▶ _Directive A_: Decide whether each statement below agrees with the discussion of the Prolog graph-pattern paper. Answer yes or no for each, quoting the deciding words of the text. (i) The Prolog implementations were parallelized like the other implementations. (ii) SWI Prolog now supports tabling. (iii) At about 1 million edges, the implementations converge at about 200 cycles per inference.
▶ _Directive B_: Write the lines of the records from the line containing "find metal fence panel" through the end of the records, inclusive, as a JSON list of strings with one string per line and no blank lines.

▶ _Page extract_:
“This project utilizes the logic language Prolog to define rules that represent particular patterns and criteria within a graph, and then compares a variety of implementations, both logic and conventional. The logic implementations more than hold their own.”
“As can be seen from the figure, the different processors and different implementations vary wildly until about 1 million edges, where they all converge at about 200 cycles per inference before exploding upwards at about 4 million edges. The cause of this increase is unclear. As seen from Table 1, there is a wide range in both last level cache and memory bandwidth, thus excluding memory access resources as a likely candidate. We speculate that this jump is caused by something in the SWI-PROLOG implementation.”
“Using a multiplicity of metrics, we compare those implementations with multiple non-Prolog implementations that use a variety of different programming models. The Prolog source codes are simpler and vastly smaller than the more conventional forms, but are performance comparable, especially considering they are not parallelized like the others. Future work includes investigating the performance spike at 2 to 4 million edges, and using the builtin predicate asserta, which allows the addition of new clauses to the beginning of a database [3]. This would reduce the number of repeated queries and decrease the number of inferences made, improving efficiency. In addition, parallel versions of Prolog may further enhance performance.”
Any ideas about the “jump”? I wonder whether tabling would be useful? Maybe their suggested use of asserta is a way of simulating tabling.
I saw this paper a while ago and found it interesting but a little hard to see what was really going on. I, too, wondered if tabling might help. I (of course) thought it might but realized it would take more effort than I could afford at the time to download everything and try to understand and reproduce it. And then add tabling. SWI Prolog now has tabling so they might just try it with the code they have. But it may be the case that their SWI program(s) might need to be changed. They started with a somewhat naive implementation and then optimized it. The optimized form is likely to be less improved (if at all) by tabling.
I have no idea what they meant by saying they’d try to use asserta to speed it up.
I scanned it. It is a bit hard to see what is going on. The fact that there is a lot of different hardware involved does not make it any easier. The task is much like a SPARQL graph pattern. We compile that to a complex Prolog body, after which we do query optimization by reordering conjunctions based on graph statistics. That would be the first thing to try if I was to study this in details. I did not see a download link for the code and data. Did I miss something?
Using carefully crafted helper predicates and tabling could help.
The sudden loss of inferences per second hints at either less well functioning indexing or slowdown due to exhausting memory caching in the hardware. AFAIK there indexing should not deteriorate if the number of clauses grows. In another context we have used up to 60M clauses without a problem.

▶ _Exercise material_:

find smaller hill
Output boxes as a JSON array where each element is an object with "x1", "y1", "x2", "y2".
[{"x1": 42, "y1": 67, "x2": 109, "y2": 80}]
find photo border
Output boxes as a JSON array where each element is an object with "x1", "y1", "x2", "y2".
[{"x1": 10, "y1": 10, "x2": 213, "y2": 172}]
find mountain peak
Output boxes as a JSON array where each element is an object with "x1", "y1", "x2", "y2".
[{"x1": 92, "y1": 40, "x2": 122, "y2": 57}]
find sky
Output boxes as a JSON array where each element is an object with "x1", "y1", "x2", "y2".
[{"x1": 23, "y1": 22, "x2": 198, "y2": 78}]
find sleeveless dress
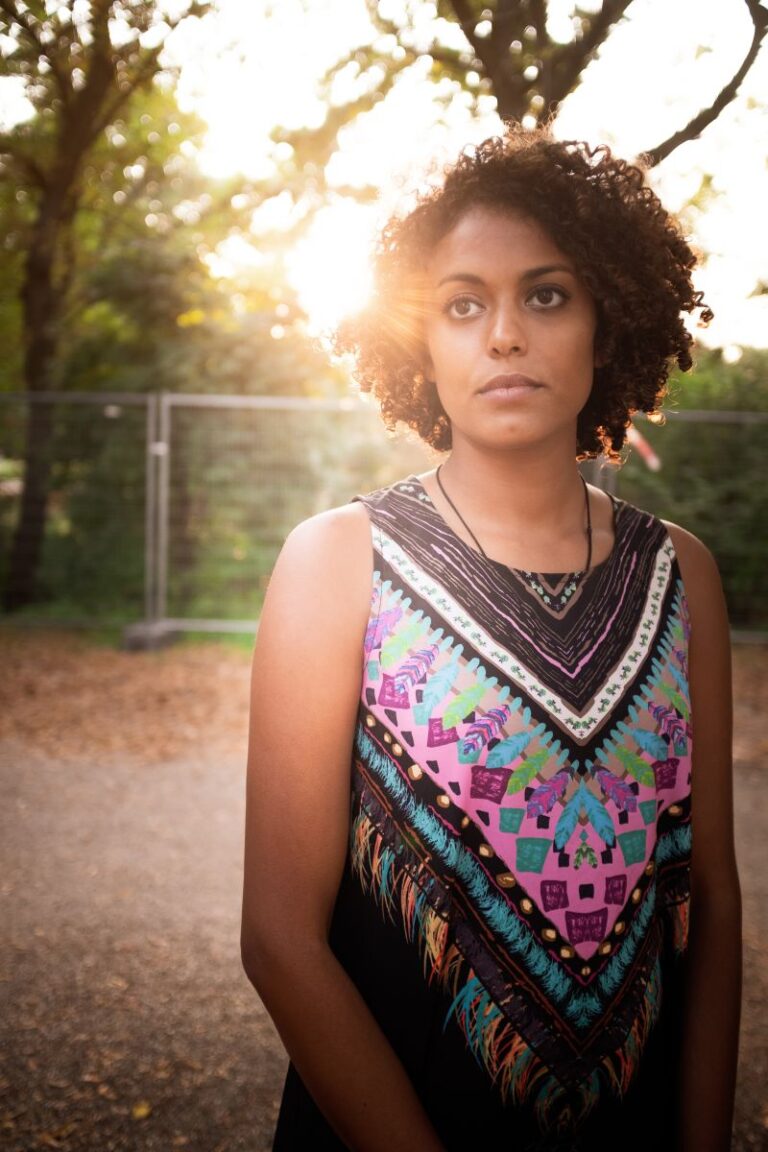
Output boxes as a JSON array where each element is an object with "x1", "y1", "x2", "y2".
[{"x1": 274, "y1": 477, "x2": 691, "y2": 1152}]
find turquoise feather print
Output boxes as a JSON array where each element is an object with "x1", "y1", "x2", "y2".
[
  {"x1": 381, "y1": 609, "x2": 432, "y2": 668},
  {"x1": 598, "y1": 733, "x2": 656, "y2": 789},
  {"x1": 526, "y1": 768, "x2": 571, "y2": 817},
  {"x1": 504, "y1": 748, "x2": 552, "y2": 796},
  {"x1": 578, "y1": 780, "x2": 616, "y2": 848},
  {"x1": 442, "y1": 668, "x2": 497, "y2": 730},
  {"x1": 486, "y1": 723, "x2": 550, "y2": 768},
  {"x1": 413, "y1": 644, "x2": 469, "y2": 723},
  {"x1": 611, "y1": 722, "x2": 669, "y2": 760},
  {"x1": 458, "y1": 684, "x2": 509, "y2": 764},
  {"x1": 555, "y1": 791, "x2": 581, "y2": 852}
]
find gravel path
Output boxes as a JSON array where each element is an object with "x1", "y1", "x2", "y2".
[{"x1": 0, "y1": 634, "x2": 768, "y2": 1152}]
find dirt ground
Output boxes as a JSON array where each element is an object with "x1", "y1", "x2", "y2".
[{"x1": 0, "y1": 631, "x2": 768, "y2": 1152}]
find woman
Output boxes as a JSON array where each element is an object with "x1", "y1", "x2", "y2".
[{"x1": 243, "y1": 129, "x2": 739, "y2": 1152}]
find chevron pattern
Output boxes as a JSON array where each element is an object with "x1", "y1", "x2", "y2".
[{"x1": 351, "y1": 477, "x2": 691, "y2": 1128}]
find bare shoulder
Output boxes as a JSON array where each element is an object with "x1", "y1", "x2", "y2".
[
  {"x1": 281, "y1": 502, "x2": 371, "y2": 560},
  {"x1": 663, "y1": 521, "x2": 725, "y2": 616},
  {"x1": 259, "y1": 503, "x2": 373, "y2": 637}
]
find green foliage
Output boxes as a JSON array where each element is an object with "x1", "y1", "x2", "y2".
[{"x1": 617, "y1": 350, "x2": 768, "y2": 629}]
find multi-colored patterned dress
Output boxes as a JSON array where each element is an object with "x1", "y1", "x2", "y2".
[{"x1": 275, "y1": 478, "x2": 691, "y2": 1152}]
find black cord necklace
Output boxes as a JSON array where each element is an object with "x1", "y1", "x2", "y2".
[{"x1": 435, "y1": 464, "x2": 592, "y2": 573}]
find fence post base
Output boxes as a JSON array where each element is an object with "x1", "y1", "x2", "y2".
[{"x1": 122, "y1": 620, "x2": 182, "y2": 652}]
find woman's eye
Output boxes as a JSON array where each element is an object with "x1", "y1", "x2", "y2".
[
  {"x1": 443, "y1": 296, "x2": 482, "y2": 320},
  {"x1": 527, "y1": 285, "x2": 568, "y2": 309}
]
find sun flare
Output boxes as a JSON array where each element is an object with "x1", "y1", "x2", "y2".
[{"x1": 287, "y1": 202, "x2": 375, "y2": 333}]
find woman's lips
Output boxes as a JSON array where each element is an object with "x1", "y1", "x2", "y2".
[{"x1": 479, "y1": 372, "x2": 542, "y2": 397}]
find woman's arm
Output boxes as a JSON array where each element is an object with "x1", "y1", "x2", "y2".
[
  {"x1": 668, "y1": 525, "x2": 742, "y2": 1152},
  {"x1": 242, "y1": 505, "x2": 441, "y2": 1152}
]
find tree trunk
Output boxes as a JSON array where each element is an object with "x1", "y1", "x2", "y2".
[
  {"x1": 2, "y1": 401, "x2": 53, "y2": 612},
  {"x1": 2, "y1": 188, "x2": 74, "y2": 612}
]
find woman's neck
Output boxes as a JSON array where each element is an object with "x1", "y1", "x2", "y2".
[{"x1": 425, "y1": 435, "x2": 596, "y2": 571}]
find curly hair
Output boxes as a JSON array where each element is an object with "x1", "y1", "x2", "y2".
[{"x1": 335, "y1": 124, "x2": 713, "y2": 458}]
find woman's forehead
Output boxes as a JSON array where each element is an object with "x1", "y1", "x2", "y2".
[{"x1": 425, "y1": 206, "x2": 576, "y2": 280}]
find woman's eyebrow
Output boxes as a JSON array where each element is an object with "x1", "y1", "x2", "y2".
[{"x1": 438, "y1": 264, "x2": 576, "y2": 288}]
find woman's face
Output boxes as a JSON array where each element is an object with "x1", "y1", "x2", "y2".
[{"x1": 425, "y1": 207, "x2": 596, "y2": 455}]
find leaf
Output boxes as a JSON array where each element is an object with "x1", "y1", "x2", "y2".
[
  {"x1": 381, "y1": 612, "x2": 429, "y2": 668},
  {"x1": 364, "y1": 604, "x2": 403, "y2": 657},
  {"x1": 527, "y1": 768, "x2": 571, "y2": 817},
  {"x1": 578, "y1": 780, "x2": 616, "y2": 848},
  {"x1": 442, "y1": 676, "x2": 496, "y2": 729},
  {"x1": 458, "y1": 705, "x2": 509, "y2": 764},
  {"x1": 487, "y1": 723, "x2": 549, "y2": 768},
  {"x1": 504, "y1": 748, "x2": 549, "y2": 796},
  {"x1": 394, "y1": 644, "x2": 440, "y2": 692},
  {"x1": 615, "y1": 744, "x2": 656, "y2": 788},
  {"x1": 618, "y1": 723, "x2": 669, "y2": 760},
  {"x1": 595, "y1": 768, "x2": 638, "y2": 812},
  {"x1": 555, "y1": 793, "x2": 581, "y2": 852},
  {"x1": 413, "y1": 644, "x2": 463, "y2": 723}
]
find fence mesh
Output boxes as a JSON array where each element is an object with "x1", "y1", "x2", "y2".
[
  {"x1": 166, "y1": 403, "x2": 427, "y2": 620},
  {"x1": 616, "y1": 412, "x2": 768, "y2": 630},
  {"x1": 0, "y1": 394, "x2": 768, "y2": 631},
  {"x1": 0, "y1": 397, "x2": 146, "y2": 623}
]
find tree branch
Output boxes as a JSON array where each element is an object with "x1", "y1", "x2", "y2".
[
  {"x1": 644, "y1": 0, "x2": 768, "y2": 167},
  {"x1": 450, "y1": 0, "x2": 485, "y2": 54},
  {"x1": 550, "y1": 0, "x2": 632, "y2": 104},
  {"x1": 0, "y1": 0, "x2": 71, "y2": 104},
  {"x1": 0, "y1": 132, "x2": 47, "y2": 188}
]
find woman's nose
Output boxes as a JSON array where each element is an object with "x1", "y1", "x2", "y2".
[{"x1": 489, "y1": 308, "x2": 525, "y2": 356}]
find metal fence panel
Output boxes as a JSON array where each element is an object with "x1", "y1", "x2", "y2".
[
  {"x1": 0, "y1": 393, "x2": 154, "y2": 624},
  {"x1": 0, "y1": 393, "x2": 768, "y2": 632}
]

▶ _Full response A_:
(i) No: "especially considering they are not parallelized like the others"
(ii) Yes: "SWI Prolog now has tabling"
(iii) Yes: "where they all converge at about 200 cycles per inference"

▶ _Full response B_:
[
  "find metal fence panel",
  "Output boxes as a JSON array where each element is an object with \"x1\", \"y1\", \"x2\", \"y2\".",
  "[",
  "  {\"x1\": 0, \"y1\": 393, \"x2\": 154, \"y2\": 624},",
  "  {\"x1\": 0, \"y1\": 393, \"x2\": 768, \"y2\": 632}",
  "]"
]